Exercise requirements:
Exactly as written, set down every entry once more.

########

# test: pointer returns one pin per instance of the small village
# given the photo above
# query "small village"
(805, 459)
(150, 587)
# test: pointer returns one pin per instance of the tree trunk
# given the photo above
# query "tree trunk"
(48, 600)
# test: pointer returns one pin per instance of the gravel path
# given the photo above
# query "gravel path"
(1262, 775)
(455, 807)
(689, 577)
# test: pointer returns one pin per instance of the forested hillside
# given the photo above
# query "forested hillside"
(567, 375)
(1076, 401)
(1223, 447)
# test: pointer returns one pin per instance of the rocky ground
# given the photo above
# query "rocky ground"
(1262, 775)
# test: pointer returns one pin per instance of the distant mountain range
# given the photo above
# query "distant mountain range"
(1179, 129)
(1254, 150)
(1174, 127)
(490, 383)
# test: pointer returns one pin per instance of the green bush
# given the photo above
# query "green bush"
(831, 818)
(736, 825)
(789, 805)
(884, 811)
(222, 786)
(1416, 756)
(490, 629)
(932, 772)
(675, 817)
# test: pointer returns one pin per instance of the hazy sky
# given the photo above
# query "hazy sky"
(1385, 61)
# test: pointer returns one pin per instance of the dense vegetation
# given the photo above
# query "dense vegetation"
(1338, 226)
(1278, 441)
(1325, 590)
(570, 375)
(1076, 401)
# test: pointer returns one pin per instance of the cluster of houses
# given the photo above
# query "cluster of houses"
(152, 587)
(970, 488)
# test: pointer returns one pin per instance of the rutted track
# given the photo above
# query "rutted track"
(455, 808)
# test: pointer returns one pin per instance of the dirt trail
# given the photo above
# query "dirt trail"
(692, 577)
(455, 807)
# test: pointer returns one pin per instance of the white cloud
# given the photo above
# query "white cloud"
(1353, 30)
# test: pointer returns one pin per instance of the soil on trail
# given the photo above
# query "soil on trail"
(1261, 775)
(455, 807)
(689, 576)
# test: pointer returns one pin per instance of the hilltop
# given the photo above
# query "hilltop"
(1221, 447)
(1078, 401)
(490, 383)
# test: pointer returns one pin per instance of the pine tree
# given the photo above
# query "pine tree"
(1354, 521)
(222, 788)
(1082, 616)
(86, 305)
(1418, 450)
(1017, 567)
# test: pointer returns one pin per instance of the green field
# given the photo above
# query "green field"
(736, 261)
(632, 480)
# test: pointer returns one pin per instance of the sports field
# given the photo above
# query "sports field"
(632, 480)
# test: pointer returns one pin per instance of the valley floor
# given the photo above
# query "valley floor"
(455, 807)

########

Reply to the task:
# test: pointer returns one pin per instance of the small village
# given the photo above
# query "small village"
(805, 459)
(150, 587)
# test: pointer returns one pin per instance of the tree trunk
# given the photo above
# query "tree trunk"
(48, 600)
# test: pointer returns one pin per instance of the gravel path
# given the photo above
# query "gravel path"
(1262, 775)
(455, 807)
(689, 577)
# test: pointer returns one pin per instance of the forested hillside
# given the photo above
# query "forested hillside"
(567, 375)
(1076, 401)
(1223, 447)
# test: pointer returns one pin per instance of the rocky ground
# given the photo above
# query "rocky ground"
(1262, 775)
# test: pointer returns one pin per instance of the distant mountain range
# given the photo above
# query "distant mountain range"
(1179, 129)
(1254, 150)
(1174, 127)
(490, 383)
# test: pointer returns one pin per instance of the green bush
# given the photo above
# query "green bush"
(831, 818)
(736, 825)
(789, 805)
(884, 811)
(222, 786)
(1416, 756)
(490, 629)
(932, 772)
(675, 817)
# test: pointer returns one pin per instance of the hazy sky
# given the photo above
# query "hazy sky"
(1385, 61)
# test: pointer returns one pin per instance of the dense vegetation
# given the photo above
# query "dense vegetation"
(1338, 226)
(1278, 441)
(1325, 590)
(570, 375)
(1076, 401)
# test: pointer returns one pin per instance of the cluster of houses
# given the photo above
# query "cluster of houses"
(152, 587)
(970, 488)
# test: pointer returns one pin per instance of the rutted track
# given the photo above
# query "rutted track"
(455, 808)
# test: pointer returns one pin per instance of the dirt trail
# given the photo above
# query "dirt trail"
(692, 577)
(455, 807)
# test: pointer returns one pin per instance of the white cloud
# given the photo above
# query "white cloud"
(1353, 30)
# test: pointer returns one pin per instance of the soil on trail
# given the photo above
# query "soil on trail"
(1261, 775)
(455, 807)
(689, 576)
# test: pointer returns one pin per instance of the hilltop
# given the photo above
# query "hilltop"
(1221, 447)
(1078, 401)
(490, 383)
# test: pointer returns one pin per instance of the pine tree
# given the photo above
# query "pine tree"
(1354, 521)
(222, 788)
(1082, 616)
(86, 305)
(1418, 450)
(1017, 567)
# test: pointer returns one pin per instance of the green field
# given the photo above
# query "green field"
(736, 261)
(632, 480)
# test: pointer returns one pin per instance of the sports field
# given the photo above
# query "sports field"
(632, 480)
# test: pointer returns one pin per instance of the valley floor
# given the photo above
# query "valley floor"
(455, 807)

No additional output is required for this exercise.